— Begin Passage given —
FIRST NATIONS
The tiny reserve sits on the bustling outskirts of
The treaty has been widely hailed as a "watershed" in relations between Canadian society and aboriginals. Kim Baird, the band's dynamic young female chief, says it will break the ties of dependency once and for all and bring prosperity to her people. But Bertha Williams, who voted against the treaty, is not so sure. "The chief and council won't have to be accountable for that money, not even to governments," she says. "We're just trading one kind of handout for another."
The making of the Tsawwassen treaty exposes some of the peculiarities of first nations rule. To begin with, most of the 360-odd band members live off-reserve, in the Okanagan Valley, in Winnipeg and Ottawa, across the border in Bellingham, Wash., and even as far afield as Alabama and California. The off-reserve band members voted overwhelmingly for the treaty. Nothing that happens on the reserve will directly affect them. As Ms. Williams sees her backyard turned into malls and rail yards, they'll get to cash the cheques. "Some of them have never even visited the reserve," says Ms. Williams. "But they're voting on my life."
In 1980, the Tsawwassen band had shrunk to only 65 members. Then came Bill C-31, which allowed those who'd moved or married off-reserve to regain their status. Shortly afterward, the band struck a profitable deal to lease a parcel of shore land for a fancy non-native housing development. Suddenly, status was worth having, and the ranks of band members began to swell. Today, 160 people live on the reserve. "Nobody was really applying to be a band member until the development came along," says Ms. Williams.
Even without the treaty, the band seems to be doing pretty well. There are few signs of the poverty and decrepitude you see elsewhere. Many of the houses are large and modern, especially those belonging to the chief and her family. Many of the driveways are crammed with newer-model cars and trucks. One of the chief's brothers drives a Hummer. This is, after all, an urban reserve, where jobs and economic opportunities abound. "You have to laugh when Kim says how impoverished we are," says Ms. Williams. "We didn't need this treaty to give us economic independence."
The B.C. government needed this deal even more than the Tsawwassen did - not just to build a mega-port but also to show results for years of costly and frustrating treaty negotiations. "The treaty process has been more drawn out than anybody imagined," says political scientist Norman Ruff, who applauds the deal. To bring the band members on side, the government spent hundreds of thousands of dollars on "information." Band members were offered an immediate reward of $1,000 each if the majority voted Yes. The elders - those 60 and over - were promised $15,000 each. When voting day came last summer, the Yes side won handily.
— End Passage given —
— Begin Data provided —
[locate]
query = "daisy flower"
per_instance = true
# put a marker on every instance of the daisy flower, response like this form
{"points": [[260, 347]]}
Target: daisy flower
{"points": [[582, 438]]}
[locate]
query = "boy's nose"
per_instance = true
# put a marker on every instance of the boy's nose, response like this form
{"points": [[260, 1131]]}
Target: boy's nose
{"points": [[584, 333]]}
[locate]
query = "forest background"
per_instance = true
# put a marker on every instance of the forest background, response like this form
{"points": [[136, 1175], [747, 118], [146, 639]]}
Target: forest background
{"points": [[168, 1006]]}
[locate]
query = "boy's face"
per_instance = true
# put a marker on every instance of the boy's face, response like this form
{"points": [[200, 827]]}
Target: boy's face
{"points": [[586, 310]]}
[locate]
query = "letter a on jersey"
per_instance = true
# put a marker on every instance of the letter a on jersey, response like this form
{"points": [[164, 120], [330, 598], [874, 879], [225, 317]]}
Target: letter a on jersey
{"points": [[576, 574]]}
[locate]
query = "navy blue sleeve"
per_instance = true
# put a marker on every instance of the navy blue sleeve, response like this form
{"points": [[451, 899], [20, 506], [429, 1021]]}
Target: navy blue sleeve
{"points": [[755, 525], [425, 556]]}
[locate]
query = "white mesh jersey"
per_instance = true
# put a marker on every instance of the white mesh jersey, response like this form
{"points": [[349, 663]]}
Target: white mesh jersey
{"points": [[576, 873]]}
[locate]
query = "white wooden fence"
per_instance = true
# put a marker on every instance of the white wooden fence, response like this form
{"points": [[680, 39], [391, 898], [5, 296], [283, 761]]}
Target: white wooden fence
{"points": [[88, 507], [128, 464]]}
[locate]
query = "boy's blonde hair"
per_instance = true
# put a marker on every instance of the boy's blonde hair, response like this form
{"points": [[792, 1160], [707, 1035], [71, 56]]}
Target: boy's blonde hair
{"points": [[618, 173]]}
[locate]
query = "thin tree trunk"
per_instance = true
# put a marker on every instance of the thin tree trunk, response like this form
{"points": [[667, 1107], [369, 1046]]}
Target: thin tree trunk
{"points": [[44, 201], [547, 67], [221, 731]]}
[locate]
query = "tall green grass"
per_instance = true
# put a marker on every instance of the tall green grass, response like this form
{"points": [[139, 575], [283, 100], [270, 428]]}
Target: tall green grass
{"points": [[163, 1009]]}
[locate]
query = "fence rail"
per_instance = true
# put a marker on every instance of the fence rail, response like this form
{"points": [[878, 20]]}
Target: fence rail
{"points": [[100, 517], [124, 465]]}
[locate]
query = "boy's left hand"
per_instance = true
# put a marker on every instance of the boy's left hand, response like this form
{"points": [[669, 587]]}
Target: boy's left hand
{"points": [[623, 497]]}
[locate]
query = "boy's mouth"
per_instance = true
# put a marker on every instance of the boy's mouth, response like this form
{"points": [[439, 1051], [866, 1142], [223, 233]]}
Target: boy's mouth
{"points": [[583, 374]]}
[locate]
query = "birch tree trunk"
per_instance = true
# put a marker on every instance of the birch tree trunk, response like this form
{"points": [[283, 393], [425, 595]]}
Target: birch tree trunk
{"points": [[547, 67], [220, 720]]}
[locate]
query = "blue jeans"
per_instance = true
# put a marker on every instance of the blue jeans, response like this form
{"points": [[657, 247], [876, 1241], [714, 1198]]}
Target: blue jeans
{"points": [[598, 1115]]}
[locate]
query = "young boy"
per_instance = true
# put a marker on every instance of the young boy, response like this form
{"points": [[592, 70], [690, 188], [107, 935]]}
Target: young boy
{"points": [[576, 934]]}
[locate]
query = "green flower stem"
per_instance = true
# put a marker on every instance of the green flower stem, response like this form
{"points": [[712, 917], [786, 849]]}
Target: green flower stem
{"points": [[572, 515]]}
— End Data provided —
**Your instructions**
Reproduce the passage of the Tsawwassen treaty article between "The B.C. government" and "side won handily.", inclusive.

**Answer**
The B.C. government needed this deal even more than the Tsawwassen did - not just to build a mega-port but also to show results for years of costly and frustrating treaty negotiations. "The treaty process has been more drawn out than anybody imagined," says political scientist Norman Ruff, who applauds the deal. To bring the band members on side, the government spent hundreds of thousands of dollars on "information." Band members were offered an immediate reward of $1,000 each if the majority voted Yes. The elders - those 60 and over - were promised $15,000 each. When voting day came last summer, the Yes side won handily.